_EXERCISE OBJECTIVE_. Within the material below, transcribe exactly the lines from the one holding "box: [3, 442, 216, 1277]" through the one holding "rough mask: <svg", keeping both ends and skipping the rest.

*** INPUT FOR THIS TASK Section Begins ***

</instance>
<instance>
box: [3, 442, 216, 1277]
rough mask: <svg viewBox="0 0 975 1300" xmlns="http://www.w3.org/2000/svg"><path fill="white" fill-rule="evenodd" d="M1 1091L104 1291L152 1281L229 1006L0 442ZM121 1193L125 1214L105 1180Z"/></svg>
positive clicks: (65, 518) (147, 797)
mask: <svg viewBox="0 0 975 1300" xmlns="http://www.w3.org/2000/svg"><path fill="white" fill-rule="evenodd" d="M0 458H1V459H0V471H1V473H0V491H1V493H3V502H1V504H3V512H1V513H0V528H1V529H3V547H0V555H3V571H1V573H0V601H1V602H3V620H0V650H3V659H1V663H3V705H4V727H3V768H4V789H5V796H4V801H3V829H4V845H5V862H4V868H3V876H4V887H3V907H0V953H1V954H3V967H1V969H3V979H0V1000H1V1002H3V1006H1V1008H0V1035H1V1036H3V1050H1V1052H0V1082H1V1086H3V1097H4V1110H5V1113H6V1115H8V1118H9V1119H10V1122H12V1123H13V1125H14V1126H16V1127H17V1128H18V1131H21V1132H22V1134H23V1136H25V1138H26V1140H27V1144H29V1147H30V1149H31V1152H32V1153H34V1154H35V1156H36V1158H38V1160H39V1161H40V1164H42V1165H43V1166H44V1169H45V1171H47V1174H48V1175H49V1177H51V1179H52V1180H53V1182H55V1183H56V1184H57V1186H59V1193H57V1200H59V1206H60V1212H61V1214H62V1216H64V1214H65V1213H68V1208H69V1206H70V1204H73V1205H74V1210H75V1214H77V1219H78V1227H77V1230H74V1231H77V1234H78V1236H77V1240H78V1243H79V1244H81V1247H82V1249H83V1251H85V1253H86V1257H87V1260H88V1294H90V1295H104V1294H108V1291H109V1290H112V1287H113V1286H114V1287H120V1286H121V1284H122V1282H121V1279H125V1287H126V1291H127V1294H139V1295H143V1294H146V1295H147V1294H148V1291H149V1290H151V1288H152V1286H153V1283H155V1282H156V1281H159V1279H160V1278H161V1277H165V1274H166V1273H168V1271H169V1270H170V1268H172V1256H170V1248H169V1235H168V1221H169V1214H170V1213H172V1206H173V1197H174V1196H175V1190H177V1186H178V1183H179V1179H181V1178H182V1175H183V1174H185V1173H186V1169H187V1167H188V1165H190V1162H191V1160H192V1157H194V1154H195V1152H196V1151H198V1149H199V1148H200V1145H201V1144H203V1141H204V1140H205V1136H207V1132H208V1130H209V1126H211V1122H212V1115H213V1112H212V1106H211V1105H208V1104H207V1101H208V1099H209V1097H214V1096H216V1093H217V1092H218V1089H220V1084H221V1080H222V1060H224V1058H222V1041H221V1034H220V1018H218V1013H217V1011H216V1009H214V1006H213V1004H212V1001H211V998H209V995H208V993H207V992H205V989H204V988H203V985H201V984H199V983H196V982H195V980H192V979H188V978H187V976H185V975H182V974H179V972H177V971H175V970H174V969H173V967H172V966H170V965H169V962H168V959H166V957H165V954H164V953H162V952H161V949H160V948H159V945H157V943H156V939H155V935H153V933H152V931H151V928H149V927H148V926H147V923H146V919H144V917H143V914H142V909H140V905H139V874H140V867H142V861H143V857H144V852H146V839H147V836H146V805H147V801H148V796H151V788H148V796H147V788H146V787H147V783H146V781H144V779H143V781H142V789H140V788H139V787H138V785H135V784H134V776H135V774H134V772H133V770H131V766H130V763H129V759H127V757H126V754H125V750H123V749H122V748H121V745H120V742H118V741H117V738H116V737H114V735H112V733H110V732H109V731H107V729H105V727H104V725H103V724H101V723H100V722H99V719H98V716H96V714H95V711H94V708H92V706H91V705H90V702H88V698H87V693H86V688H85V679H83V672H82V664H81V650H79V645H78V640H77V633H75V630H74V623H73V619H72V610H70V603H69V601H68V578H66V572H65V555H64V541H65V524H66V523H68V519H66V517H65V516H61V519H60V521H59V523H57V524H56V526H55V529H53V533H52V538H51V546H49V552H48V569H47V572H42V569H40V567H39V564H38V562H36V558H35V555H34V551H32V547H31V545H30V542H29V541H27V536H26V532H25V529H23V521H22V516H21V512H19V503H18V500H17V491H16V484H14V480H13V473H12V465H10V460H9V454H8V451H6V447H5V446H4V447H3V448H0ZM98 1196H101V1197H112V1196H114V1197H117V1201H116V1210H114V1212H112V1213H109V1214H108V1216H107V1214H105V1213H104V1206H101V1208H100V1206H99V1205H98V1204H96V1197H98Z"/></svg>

*** INPUT FOR THIS TASK Section Ends ***

_RESULT OF THIS EXERCISE_.
box: [3, 442, 216, 1277]
rough mask: <svg viewBox="0 0 975 1300" xmlns="http://www.w3.org/2000/svg"><path fill="white" fill-rule="evenodd" d="M1 1091L104 1291L152 1281L229 1006L0 442ZM121 1193L125 1214L105 1180Z"/></svg>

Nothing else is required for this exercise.